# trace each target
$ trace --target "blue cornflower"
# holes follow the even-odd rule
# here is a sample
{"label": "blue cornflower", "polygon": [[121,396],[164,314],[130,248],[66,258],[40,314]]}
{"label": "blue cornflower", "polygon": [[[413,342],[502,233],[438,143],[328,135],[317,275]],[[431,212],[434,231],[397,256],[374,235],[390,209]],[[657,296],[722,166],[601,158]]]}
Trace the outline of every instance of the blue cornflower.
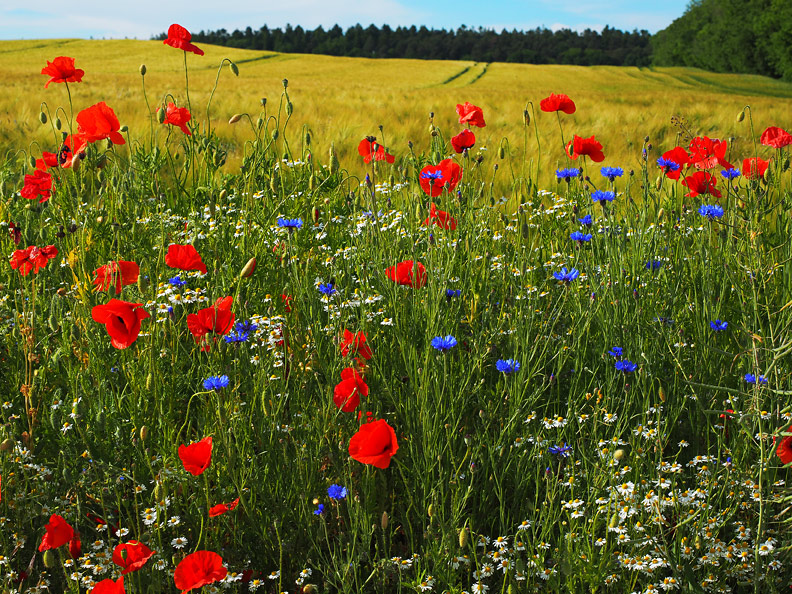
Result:
{"label": "blue cornflower", "polygon": [[578,177],[580,175],[581,170],[577,169],[576,167],[570,167],[569,169],[557,169],[556,170],[556,177],[561,180],[565,179],[569,181],[573,177]]}
{"label": "blue cornflower", "polygon": [[723,322],[721,320],[715,320],[714,322],[710,322],[710,328],[712,328],[715,332],[723,332],[728,327],[729,327],[729,322]]}
{"label": "blue cornflower", "polygon": [[566,442],[562,446],[550,446],[547,448],[547,451],[550,454],[554,454],[556,456],[561,456],[562,458],[568,458],[569,454],[572,453],[572,446],[568,446]]}
{"label": "blue cornflower", "polygon": [[234,330],[240,333],[250,333],[258,330],[258,326],[253,322],[253,320],[245,320],[244,322],[237,322],[234,324]]}
{"label": "blue cornflower", "polygon": [[498,359],[495,363],[495,369],[501,373],[516,373],[520,371],[520,364],[514,359]]}
{"label": "blue cornflower", "polygon": [[421,179],[428,179],[430,181],[443,179],[443,172],[440,169],[436,171],[422,171],[420,177]]}
{"label": "blue cornflower", "polygon": [[578,219],[578,221],[580,221],[580,224],[581,224],[581,225],[585,225],[586,227],[591,227],[591,224],[594,222],[594,221],[591,219],[591,215],[586,215],[586,216],[585,216],[585,217],[583,217],[582,219]]}
{"label": "blue cornflower", "polygon": [[327,295],[328,297],[330,297],[330,295],[338,293],[338,291],[335,290],[333,283],[320,284],[318,289],[320,293],[322,293],[323,295]]}
{"label": "blue cornflower", "polygon": [[569,239],[572,241],[579,241],[583,243],[585,241],[591,241],[591,233],[581,233],[580,231],[573,231],[569,234]]}
{"label": "blue cornflower", "polygon": [[228,344],[233,342],[245,342],[248,338],[250,338],[250,334],[248,332],[231,332],[226,334],[223,337]]}
{"label": "blue cornflower", "polygon": [[672,171],[679,171],[679,163],[676,161],[672,161],[671,159],[664,159],[660,157],[657,159],[657,165],[662,167],[666,173],[671,173]]}
{"label": "blue cornflower", "polygon": [[753,373],[746,373],[745,374],[745,381],[749,384],[760,384],[765,385],[767,384],[767,378],[763,375],[755,376]]}
{"label": "blue cornflower", "polygon": [[446,289],[446,297],[448,299],[451,299],[452,297],[459,297],[461,294],[461,289]]}
{"label": "blue cornflower", "polygon": [[183,281],[181,279],[181,276],[174,276],[173,278],[168,279],[168,284],[170,284],[173,287],[183,287],[184,285],[187,284],[187,281]]}
{"label": "blue cornflower", "polygon": [[603,167],[600,169],[603,177],[607,177],[610,181],[614,181],[617,177],[624,175],[624,169],[621,167]]}
{"label": "blue cornflower", "polygon": [[327,496],[330,499],[346,499],[346,487],[342,487],[341,485],[330,485],[327,487]]}
{"label": "blue cornflower", "polygon": [[450,334],[448,336],[435,336],[432,339],[432,346],[438,351],[445,353],[457,345],[457,340]]}
{"label": "blue cornflower", "polygon": [[313,513],[315,516],[321,516],[324,513],[324,503],[317,505]]}
{"label": "blue cornflower", "polygon": [[564,281],[565,283],[570,283],[575,280],[578,276],[580,276],[580,271],[577,268],[570,268],[569,270],[566,269],[564,266],[560,272],[554,272],[553,276],[556,280]]}
{"label": "blue cornflower", "polygon": [[616,357],[617,359],[621,359],[623,351],[624,349],[621,347],[613,347],[611,350],[608,351],[608,354],[611,357]]}
{"label": "blue cornflower", "polygon": [[646,264],[644,264],[644,266],[646,266],[647,270],[659,270],[663,267],[663,261],[649,260]]}
{"label": "blue cornflower", "polygon": [[702,217],[712,220],[723,216],[723,208],[717,204],[702,204],[699,206],[698,213]]}
{"label": "blue cornflower", "polygon": [[615,367],[616,369],[618,369],[619,371],[623,371],[624,373],[631,373],[636,369],[638,369],[638,365],[636,363],[633,363],[632,361],[628,361],[627,359],[624,359],[622,361],[616,361]]}
{"label": "blue cornflower", "polygon": [[735,177],[740,177],[740,170],[735,169],[734,167],[731,169],[724,169],[721,171],[721,175],[726,179],[734,179]]}
{"label": "blue cornflower", "polygon": [[302,219],[284,219],[283,217],[278,217],[278,227],[284,227],[289,231],[299,229],[302,225]]}
{"label": "blue cornflower", "polygon": [[213,375],[203,381],[204,390],[220,390],[228,385],[227,375]]}
{"label": "blue cornflower", "polygon": [[594,202],[600,202],[600,203],[603,203],[603,204],[605,202],[613,202],[613,200],[615,198],[616,198],[616,192],[608,192],[608,191],[605,191],[605,190],[597,190],[596,192],[592,192],[591,193],[591,199]]}

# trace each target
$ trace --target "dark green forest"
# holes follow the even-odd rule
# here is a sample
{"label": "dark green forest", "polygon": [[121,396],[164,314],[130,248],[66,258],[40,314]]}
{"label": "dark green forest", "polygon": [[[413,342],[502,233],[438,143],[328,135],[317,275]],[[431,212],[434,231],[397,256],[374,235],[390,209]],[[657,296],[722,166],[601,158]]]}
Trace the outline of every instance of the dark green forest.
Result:
{"label": "dark green forest", "polygon": [[[156,39],[165,39],[163,33]],[[306,30],[267,25],[229,33],[200,31],[194,42],[281,53],[365,58],[418,58],[581,66],[692,66],[715,72],[762,74],[792,81],[792,0],[692,0],[662,31],[601,32],[536,28],[336,25]]]}

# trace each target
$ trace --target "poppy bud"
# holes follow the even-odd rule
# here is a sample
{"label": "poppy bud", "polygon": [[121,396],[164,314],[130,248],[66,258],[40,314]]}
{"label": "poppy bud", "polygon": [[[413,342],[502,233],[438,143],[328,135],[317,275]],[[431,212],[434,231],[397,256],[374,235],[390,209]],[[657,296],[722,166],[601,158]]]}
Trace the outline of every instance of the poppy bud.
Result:
{"label": "poppy bud", "polygon": [[[62,130],[62,131],[61,131],[61,142],[66,142],[66,139],[67,139],[68,137],[69,137],[69,133],[68,133],[68,132],[66,132],[66,130]],[[81,155],[84,155],[85,153],[80,153],[80,154],[81,154]],[[74,163],[73,163],[73,164],[75,164],[75,163],[77,163],[77,161],[74,161]]]}
{"label": "poppy bud", "polygon": [[291,101],[286,102],[286,115],[290,116],[294,112],[294,105]]}
{"label": "poppy bud", "polygon": [[[64,234],[64,237],[65,237],[65,234]],[[60,289],[58,289],[55,292],[58,294],[59,297],[65,297],[66,296],[66,287],[61,287]]]}
{"label": "poppy bud", "polygon": [[789,169],[789,158],[784,159],[784,162],[781,164],[781,171],[786,171]]}
{"label": "poppy bud", "polygon": [[531,113],[527,109],[523,111],[523,119],[525,120],[526,126],[531,123]]}
{"label": "poppy bud", "polygon": [[770,167],[764,172],[762,180],[768,185],[773,183],[773,170]]}
{"label": "poppy bud", "polygon": [[258,130],[261,130],[261,127],[262,127],[263,125],[264,125],[264,119],[263,119],[263,118],[257,118],[257,119],[256,119],[256,128],[257,128]]}
{"label": "poppy bud", "polygon": [[608,522],[608,528],[616,528],[619,525],[619,514],[613,514],[611,516],[610,522]]}
{"label": "poppy bud", "polygon": [[6,437],[3,440],[3,443],[0,443],[0,452],[10,452],[14,449],[14,440],[10,437]]}
{"label": "poppy bud", "polygon": [[663,386],[660,386],[660,391],[657,393],[657,395],[660,397],[660,402],[666,401],[666,394],[665,390],[663,390]]}
{"label": "poppy bud", "polygon": [[624,450],[623,449],[619,448],[618,450],[613,452],[613,459],[614,460],[621,460],[622,458],[624,458]]}
{"label": "poppy bud", "polygon": [[289,79],[288,78],[284,78],[281,82],[283,83],[283,88],[284,89],[289,86]]}
{"label": "poppy bud", "polygon": [[161,107],[157,110],[157,121],[162,124],[165,121],[165,110]]}
{"label": "poppy bud", "polygon": [[233,62],[228,62],[228,67],[231,69],[231,72],[234,73],[234,76],[239,76],[239,66],[234,64]]}
{"label": "poppy bud", "polygon": [[429,133],[430,133],[430,134],[431,134],[433,137],[437,137],[437,136],[440,134],[440,132],[439,132],[439,131],[437,130],[437,128],[435,128],[434,126],[430,126],[430,127],[429,127]]}
{"label": "poppy bud", "polygon": [[301,594],[319,594],[319,589],[313,584],[305,584],[302,587]]}
{"label": "poppy bud", "polygon": [[459,531],[459,548],[464,549],[467,546],[468,536],[470,533],[467,529],[467,524],[462,527],[462,530]]}
{"label": "poppy bud", "polygon": [[121,127],[119,128],[119,131],[120,131],[120,132],[123,132],[123,133],[125,133],[125,134],[126,134],[127,132],[129,132],[129,126],[127,126],[126,124],[124,124],[123,126],[121,126]]}
{"label": "poppy bud", "polygon": [[142,274],[138,274],[137,287],[138,287],[138,291],[144,293],[148,288],[148,277],[143,276]]}
{"label": "poppy bud", "polygon": [[60,130],[61,129],[61,125],[62,124],[61,124],[60,118],[55,118],[55,129],[56,130]]}
{"label": "poppy bud", "polygon": [[388,529],[388,512],[382,512],[382,517],[380,518],[380,528],[383,530]]}
{"label": "poppy bud", "polygon": [[745,111],[741,110],[740,113],[737,114],[737,121],[742,122],[745,119]]}
{"label": "poppy bud", "polygon": [[224,188],[220,190],[220,194],[218,195],[218,198],[220,198],[220,202],[222,202],[223,200],[226,199],[226,197],[228,197],[228,190]]}
{"label": "poppy bud", "polygon": [[55,553],[52,552],[52,549],[44,551],[44,567],[47,569],[55,567]]}
{"label": "poppy bud", "polygon": [[505,159],[506,158],[506,149],[503,148],[503,145],[498,147],[498,159]]}
{"label": "poppy bud", "polygon": [[247,263],[242,267],[242,271],[239,273],[240,278],[249,278],[252,276],[253,272],[256,270],[256,259],[251,258],[247,261]]}
{"label": "poppy bud", "polygon": [[231,116],[231,119],[228,120],[228,123],[229,124],[236,124],[241,119],[242,119],[242,114],[241,113],[235,113],[234,115]]}
{"label": "poppy bud", "polygon": [[305,137],[303,138],[303,141],[305,142],[305,146],[311,146],[311,133],[310,132],[306,132],[305,133]]}
{"label": "poppy bud", "polygon": [[426,514],[431,518],[434,515],[434,504],[429,504],[429,509],[426,510]]}
{"label": "poppy bud", "polygon": [[149,429],[145,425],[140,428],[140,441],[146,441],[149,436]]}
{"label": "poppy bud", "polygon": [[43,111],[39,113],[39,122],[41,122],[42,124],[47,123],[47,114],[44,113]]}
{"label": "poppy bud", "polygon": [[278,176],[275,175],[275,172],[272,172],[272,177],[270,178],[270,190],[273,194],[278,193]]}
{"label": "poppy bud", "polygon": [[275,130],[272,131],[272,141],[275,142],[276,140],[278,140],[278,129],[277,128],[275,128]]}
{"label": "poppy bud", "polygon": [[316,176],[313,173],[308,178],[308,189],[312,192],[316,189]]}
{"label": "poppy bud", "polygon": [[146,65],[141,64],[140,68],[138,68],[138,71],[140,72],[140,76],[146,76]]}
{"label": "poppy bud", "polygon": [[30,155],[30,159],[28,159],[28,164],[30,165],[31,169],[35,169],[36,168],[36,157],[34,157],[33,155]]}

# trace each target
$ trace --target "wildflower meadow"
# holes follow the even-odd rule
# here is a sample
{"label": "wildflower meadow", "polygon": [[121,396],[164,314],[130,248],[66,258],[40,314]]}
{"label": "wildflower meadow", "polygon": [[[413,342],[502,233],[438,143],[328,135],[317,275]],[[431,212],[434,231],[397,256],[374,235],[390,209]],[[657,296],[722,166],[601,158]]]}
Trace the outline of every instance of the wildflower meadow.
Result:
{"label": "wildflower meadow", "polygon": [[557,89],[555,167],[461,95],[342,166],[284,79],[236,170],[157,51],[140,127],[50,56],[0,162],[0,591],[789,591],[792,121],[635,166]]}

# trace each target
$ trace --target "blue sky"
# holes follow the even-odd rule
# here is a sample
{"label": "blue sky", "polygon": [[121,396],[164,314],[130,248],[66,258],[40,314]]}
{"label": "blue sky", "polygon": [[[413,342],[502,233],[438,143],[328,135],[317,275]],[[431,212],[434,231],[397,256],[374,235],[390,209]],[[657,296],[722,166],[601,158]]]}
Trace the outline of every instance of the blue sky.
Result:
{"label": "blue sky", "polygon": [[682,15],[688,0],[3,0],[0,39],[94,37],[148,39],[171,23],[191,31],[286,23],[311,28],[388,24],[500,30],[568,27],[647,29]]}

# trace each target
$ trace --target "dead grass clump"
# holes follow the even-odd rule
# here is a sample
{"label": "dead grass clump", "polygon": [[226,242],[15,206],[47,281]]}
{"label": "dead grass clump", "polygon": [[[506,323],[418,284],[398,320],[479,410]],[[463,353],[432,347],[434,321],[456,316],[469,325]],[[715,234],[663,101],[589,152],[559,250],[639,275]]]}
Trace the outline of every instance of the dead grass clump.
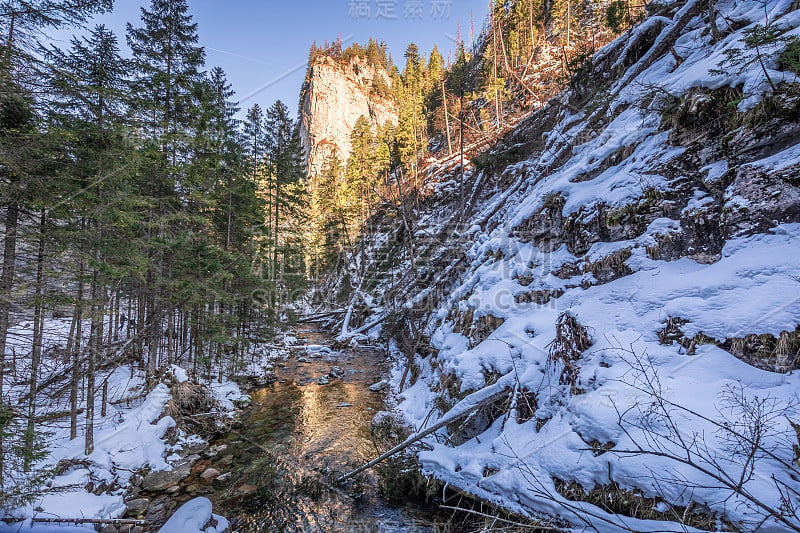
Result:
___
Reproduce, exactly and without additions, the run of lines from the start of the listing above to the line bearing "Trace the outline of every instance of the blue cornflower.", inclusive.

# trace each target
$ trace --target "blue cornflower"
# holes follow the even-odd rule
# here is a sample
{"label": "blue cornflower", "polygon": [[121,396],[164,314],[130,248],[66,258],[40,314]]}
{"label": "blue cornflower", "polygon": [[[413,342],[502,233],[438,143],[328,135],[317,275]],[[431,212],[434,231],[397,256],[374,235],[390,209]],[[657,296],[722,166],[601,158]]]}
Trace the outline of every instance of the blue cornflower.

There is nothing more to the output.